RECORDED DATA
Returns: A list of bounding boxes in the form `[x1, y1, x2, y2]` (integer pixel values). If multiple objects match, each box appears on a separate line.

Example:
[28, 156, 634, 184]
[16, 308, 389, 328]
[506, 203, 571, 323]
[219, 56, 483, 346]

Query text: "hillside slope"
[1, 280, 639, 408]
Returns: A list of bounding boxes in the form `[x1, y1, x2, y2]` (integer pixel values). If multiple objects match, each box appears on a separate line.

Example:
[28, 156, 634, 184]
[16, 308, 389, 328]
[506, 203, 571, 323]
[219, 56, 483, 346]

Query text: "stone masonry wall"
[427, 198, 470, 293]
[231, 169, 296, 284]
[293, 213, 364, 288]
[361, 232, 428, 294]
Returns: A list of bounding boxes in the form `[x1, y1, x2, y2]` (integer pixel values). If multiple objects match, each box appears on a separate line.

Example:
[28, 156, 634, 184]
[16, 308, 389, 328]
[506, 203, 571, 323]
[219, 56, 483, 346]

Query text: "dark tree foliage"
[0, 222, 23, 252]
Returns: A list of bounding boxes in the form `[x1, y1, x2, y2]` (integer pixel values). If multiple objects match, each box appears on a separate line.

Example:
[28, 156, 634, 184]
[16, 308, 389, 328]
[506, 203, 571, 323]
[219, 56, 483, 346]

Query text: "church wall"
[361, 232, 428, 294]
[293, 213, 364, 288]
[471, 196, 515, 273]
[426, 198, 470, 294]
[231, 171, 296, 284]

PROBLEM DESCRIPTION
Copy out each entry above with no deviation.

RESPONSE TO THIS EXERCISE
Returns: A list of bounding boxes in the form `[x1, y1, x2, y2]` (integer pixel values). If multiple objects match, each box appears on a separate line.

Example:
[28, 156, 634, 184]
[16, 308, 389, 328]
[506, 203, 571, 323]
[219, 56, 483, 346]

Query text: "hillside slope"
[1, 280, 639, 408]
Returns: A list of bounding boxes in the form `[x1, y1, x2, y2]` (integer pixel values). If multiple objects match, each box appears on a separate line.

Example:
[28, 156, 634, 184]
[16, 308, 389, 328]
[506, 203, 571, 323]
[219, 56, 483, 346]

Query text: "stone masonry wall"
[427, 198, 470, 293]
[231, 169, 296, 284]
[293, 213, 364, 288]
[361, 232, 428, 294]
Returns: A list of bounding boxes in the form `[x1, y1, x2, y2]` (integer pixel values). If multiple objects match, each box appears on a separate line.

Example:
[28, 156, 634, 184]
[16, 308, 389, 328]
[506, 203, 571, 323]
[219, 56, 483, 346]

Query text: "dark tree foliage"
[0, 222, 23, 252]
Returns: A list of bounding boxes in the form `[x1, y1, x2, y2]` (integer pixel values). If multiple objects match, each box appears on a separate line.

Example:
[28, 156, 634, 184]
[16, 308, 389, 328]
[506, 203, 571, 323]
[219, 56, 483, 346]

Query text: "church wall"
[361, 232, 428, 294]
[293, 213, 364, 288]
[471, 196, 515, 273]
[426, 198, 470, 294]
[231, 171, 296, 284]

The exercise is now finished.